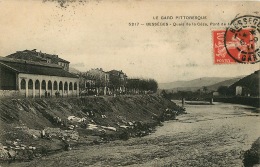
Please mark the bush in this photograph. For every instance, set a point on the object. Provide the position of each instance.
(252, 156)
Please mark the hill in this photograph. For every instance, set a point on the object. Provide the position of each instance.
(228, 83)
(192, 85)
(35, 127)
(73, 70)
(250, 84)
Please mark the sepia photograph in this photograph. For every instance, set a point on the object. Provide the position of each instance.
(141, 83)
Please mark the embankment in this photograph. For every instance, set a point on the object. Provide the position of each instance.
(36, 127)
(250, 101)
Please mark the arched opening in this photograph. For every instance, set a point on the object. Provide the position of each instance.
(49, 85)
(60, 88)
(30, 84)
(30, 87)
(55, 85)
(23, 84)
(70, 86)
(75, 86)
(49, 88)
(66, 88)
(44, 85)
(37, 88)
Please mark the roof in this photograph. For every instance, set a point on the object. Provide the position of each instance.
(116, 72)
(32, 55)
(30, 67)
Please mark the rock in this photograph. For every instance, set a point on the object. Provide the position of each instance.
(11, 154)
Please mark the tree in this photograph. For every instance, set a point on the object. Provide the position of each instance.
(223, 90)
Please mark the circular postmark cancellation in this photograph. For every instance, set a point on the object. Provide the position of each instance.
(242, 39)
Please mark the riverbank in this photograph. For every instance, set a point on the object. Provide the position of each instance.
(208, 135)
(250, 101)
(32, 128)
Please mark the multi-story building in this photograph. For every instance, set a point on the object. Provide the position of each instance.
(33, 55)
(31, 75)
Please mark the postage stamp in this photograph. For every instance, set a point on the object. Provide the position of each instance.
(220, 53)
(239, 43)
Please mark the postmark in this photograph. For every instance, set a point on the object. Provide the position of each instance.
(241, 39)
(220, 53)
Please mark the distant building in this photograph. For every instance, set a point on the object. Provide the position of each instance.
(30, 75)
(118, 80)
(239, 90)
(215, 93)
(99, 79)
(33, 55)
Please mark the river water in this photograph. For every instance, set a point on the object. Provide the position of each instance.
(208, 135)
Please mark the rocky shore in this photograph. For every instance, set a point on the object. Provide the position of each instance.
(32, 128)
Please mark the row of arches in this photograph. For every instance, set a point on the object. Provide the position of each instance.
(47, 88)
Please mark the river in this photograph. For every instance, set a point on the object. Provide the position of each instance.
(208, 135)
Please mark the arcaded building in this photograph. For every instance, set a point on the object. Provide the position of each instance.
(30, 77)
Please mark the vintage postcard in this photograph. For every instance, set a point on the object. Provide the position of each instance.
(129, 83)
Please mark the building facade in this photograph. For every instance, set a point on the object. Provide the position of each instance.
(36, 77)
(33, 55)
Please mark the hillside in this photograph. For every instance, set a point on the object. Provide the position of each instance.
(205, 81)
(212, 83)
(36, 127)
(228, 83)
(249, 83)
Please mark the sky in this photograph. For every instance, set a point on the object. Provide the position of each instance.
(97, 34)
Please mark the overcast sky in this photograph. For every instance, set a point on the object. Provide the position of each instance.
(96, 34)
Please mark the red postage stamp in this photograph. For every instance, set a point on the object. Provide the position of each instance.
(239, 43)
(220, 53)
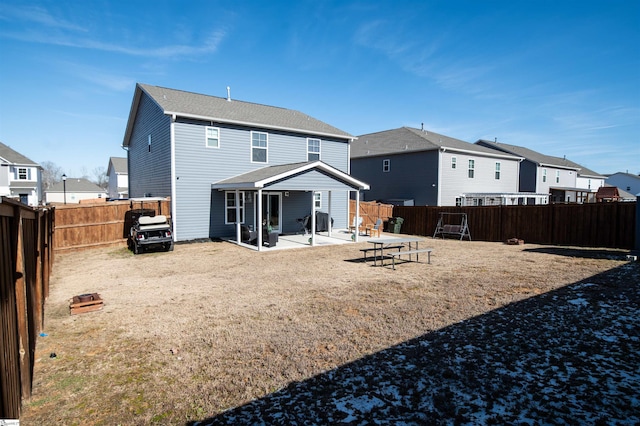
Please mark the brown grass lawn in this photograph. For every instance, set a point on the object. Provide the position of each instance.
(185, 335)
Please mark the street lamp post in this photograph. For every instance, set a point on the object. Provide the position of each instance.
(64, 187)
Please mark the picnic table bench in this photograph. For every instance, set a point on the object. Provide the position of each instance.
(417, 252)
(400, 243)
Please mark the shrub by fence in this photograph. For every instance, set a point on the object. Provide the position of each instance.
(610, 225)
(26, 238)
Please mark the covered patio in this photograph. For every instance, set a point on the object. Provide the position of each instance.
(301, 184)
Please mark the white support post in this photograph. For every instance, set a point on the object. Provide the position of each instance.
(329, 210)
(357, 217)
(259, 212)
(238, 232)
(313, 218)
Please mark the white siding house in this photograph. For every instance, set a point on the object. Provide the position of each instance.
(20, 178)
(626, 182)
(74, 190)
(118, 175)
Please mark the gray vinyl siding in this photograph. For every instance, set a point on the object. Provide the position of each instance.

> Request: Your copy should match the entries exactly, minus the pictures.

> Completed task:
Please mark the bush in this photograph. For every instance, set a point on the object. Provide the position of each instance.
(252, 156)
Please mark the hill in this photograph. For every instance, set a point on the object. Provide the position of each instance.
(228, 83)
(192, 85)
(35, 127)
(73, 70)
(250, 84)
Please mark the sepia photograph in this photograph. For every instance, set a point on the object. Provide the position of each instance.
(141, 83)
Please mark the embankment in this photograph. For every instance, set a point on the object. Provide the position of each instance.
(36, 127)
(250, 101)
Please mark the arched opening in this photograph. For every instance, set a point on the object. Provide the position of each instance.
(49, 85)
(60, 88)
(30, 84)
(30, 87)
(55, 85)
(23, 84)
(70, 86)
(75, 86)
(49, 88)
(66, 88)
(44, 85)
(37, 88)
Please mark the roof in this photograph. For every instance, set a point on the object. Provide the position of each instance.
(116, 72)
(32, 55)
(30, 67)
Please mark the rock in this photograph. For every instance, set a point on the object. Provide the position of each instance.
(11, 154)
Please mark the tree in this photograph. For every instance, set a point on the object. Provide the position of each instance.
(223, 90)
Please mark the circular postmark cancellation in this photograph. For every instance, set a point on the object. Provide the position of each instance.
(242, 39)
Please mark the riverbank in this photograph. For every instance, set a point on the object. Provide the position of each instance.
(208, 135)
(250, 101)
(32, 128)
Please mark the multi-story building in this photograph. For every instance, set a point on the object. Provide the position of each instance.
(33, 55)
(31, 75)
Please mark the postage stamp in this photograph. For every instance, set a point on the object. Provide the position of each instance.
(220, 53)
(239, 43)
Please mark the postmark in this photograph. For every instance, set a point on the object. Provide the position of each instance.
(241, 39)
(220, 53)
Please mark the distant building in this photograph. For every instance, set a point on the object. Provide the position of each instance.
(30, 75)
(118, 80)
(239, 90)
(215, 93)
(99, 79)
(33, 55)
Please mark the river water in this photograph. For every instance, set a point on the object. Provide the position of each instance.
(208, 135)
Please mark the rocky shore in this photograph. For every instance, set a point on the object. Provide the position of each instance.
(32, 128)
Please mark the row of arches in this photograph. For every instance, set a point on the object. Provide the position of each instance.
(47, 88)
Please mark the river in this photograph. For every instance, set a point on the object. Provide the position of each instance.
(208, 135)
Please mark the arcaded building in this photograph. For every instance, set a point on the object. Provide the position of each instance.
(30, 77)
Please mark the vintage postcard in this photograph. For every instance, set a point on the object. Provide the position of each instance.
(129, 83)
Please mark the building facade in this photograph. For every instance, set a point on the object. Provide the position of each instance.
(36, 77)
(33, 55)
Please mark the hillside in this photograph. For every instance, set a point on the object. Provide the position of each instance.
(205, 81)
(212, 83)
(36, 127)
(228, 83)
(249, 83)
Please mark the sky in this photograph. For every instance, set a point on the object. Provide the position of each instance.
(97, 34)
Please mark the overcast sky in this photograph. For every instance, set a point on the object. Provide the position of each instance.
(96, 34)
Please mark the red postage stamp in this photograph. For every instance, set a point on the object. Provide the position of each instance.
(239, 43)
(220, 53)
Please mark the brown grass lawn in this photograph. For every instance, set a point on the object. Provide the position of each instance.
(185, 335)
Please mark the street lamp post in this photograph. For every instance, set a point on the object. Provide the position of each instance.
(64, 187)
Please mark the picnic table bench in this photograph. For every instance, set a point on the object. Provide the position of each instance.
(417, 252)
(400, 243)
Please mark the shrub by fence in this photograph. For every instance, set a point on the object. Provide the position of each instance.
(610, 225)
(26, 238)
Please mark the covered patio in this photograph. For every instance, set a point on the object. Provide the position of each instance.
(301, 184)
Please mark the white support post in this photograph. For every instance, set a point on the object. Provide the position of each instance.
(329, 210)
(357, 217)
(259, 212)
(238, 232)
(313, 218)
Please mark the white siding house in this photograph. For every instance, set a point on the object. Provide the position of each instance.
(20, 178)
(626, 182)
(74, 190)
(118, 175)
Please mark the gray vinyl siding in this photograph. For every instance, set a point on the object. Provide the position of each instance.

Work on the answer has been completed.